··· Potongan Teks

Rabu, 11 Februari 2015

Sejarah Dwitunggal: "Ini Bukti Kami Bersatu"

Jika berbicara mengenai kemerdekaan bangsa Indonesia (i.e. 17 Agustus 1945), maka tidak bisa lepas dari 2 orang tokoh besar bangsa ini (tanpa bermaksud menihilkan peranan tokoh lainnya), dan keduanya merupakan di antara "The Founding Fathers" yang pernah dilahirkan negara ini, Soekarno-Hatta.

······

Tugas yang Diminta 1 =>
Tentukan apakah tiap pernyataan berikut sesuai dengan potongan teks di atas, jawab ya atau tidak, lalu kutip kata-kata penentunya dari teks.
(a) Tulisan itu bertanggal Rabu, 11 Februari 2015.
(b) Penulis menganggap peranan tokoh lain dalam kemerdekaan tidak berarti.
(c) Kemerdekaan bangsa Indonesia yang dimaksud terjadi pada 17 Agustus 1945.
Tugas yang Diminta 2 =>
Mohon jelaskan dalam satu sampai tiga kalimat bagaimana potongan teks di atas menerangkan kedudukan Soekarno-Hatta dalam kemerdekaan Indonesia, termasuk batasan yang diberikan penulis.
Tugas yang Diminta 3 =>
Jawab pertanyaan berikut berdasarkan potongan teks di atas.
(a) Apa judul tulisan itu?
(b) Ada berapa orang tokoh besar yang menurut teks tidak bisa dilepaskan dari kemerdekaan Indonesia?
(c) Siapa nama tokoh-tokoh itu?

··· Data yang Disediakan

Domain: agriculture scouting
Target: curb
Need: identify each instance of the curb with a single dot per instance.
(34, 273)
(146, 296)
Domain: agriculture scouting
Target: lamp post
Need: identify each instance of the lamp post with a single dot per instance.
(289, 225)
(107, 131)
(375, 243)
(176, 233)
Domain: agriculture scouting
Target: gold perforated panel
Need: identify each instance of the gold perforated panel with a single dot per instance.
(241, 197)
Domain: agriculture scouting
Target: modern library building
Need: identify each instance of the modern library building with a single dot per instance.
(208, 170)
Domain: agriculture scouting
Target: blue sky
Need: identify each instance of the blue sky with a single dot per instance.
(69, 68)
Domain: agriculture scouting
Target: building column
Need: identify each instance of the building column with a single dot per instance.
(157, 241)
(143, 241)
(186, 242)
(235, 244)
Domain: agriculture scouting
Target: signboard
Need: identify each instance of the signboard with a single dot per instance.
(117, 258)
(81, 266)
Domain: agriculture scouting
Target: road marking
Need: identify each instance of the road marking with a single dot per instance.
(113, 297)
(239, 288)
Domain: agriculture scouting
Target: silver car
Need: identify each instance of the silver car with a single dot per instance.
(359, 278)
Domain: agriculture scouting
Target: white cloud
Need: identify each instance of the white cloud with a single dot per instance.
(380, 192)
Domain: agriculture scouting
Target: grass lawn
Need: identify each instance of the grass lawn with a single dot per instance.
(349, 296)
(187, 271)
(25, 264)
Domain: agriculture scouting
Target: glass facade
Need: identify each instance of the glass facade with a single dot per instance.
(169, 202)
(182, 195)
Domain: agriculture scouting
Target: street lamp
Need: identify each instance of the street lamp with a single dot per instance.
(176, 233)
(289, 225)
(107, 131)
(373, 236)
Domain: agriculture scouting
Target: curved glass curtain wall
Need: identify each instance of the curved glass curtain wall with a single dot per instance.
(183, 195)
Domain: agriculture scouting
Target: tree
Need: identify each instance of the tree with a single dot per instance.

······

Hasil yang Diharapkan 1 =>
(a) Ya: "Rabu, 11 Februari 2015"
(b) Tidak: "tanpa bermaksud menihilkan peranan tokoh lainnya"
(c) Ya: "(i.e. 17 Agustus 1945)"

Hasil yang Diharapkan 2 =>
Menurut teks, pembicaraan tentang kemerdekaan Indonesia tidak bisa lepas dari Soekarno-Hatta, dua tokoh besar yang termasuk di antara "The Founding Fathers" negara ini. Penulis menambahkan bahwa hal itu tidak dimaksudkan untuk menihilkan peranan tokoh lainnya.

Hasil yang Diharapkan 3 =>
(a) Sejarah Dwitunggal: "Ini Bukti Kami Bersatu"
(b) Dua orang.
(c) Soekarno-Hatta.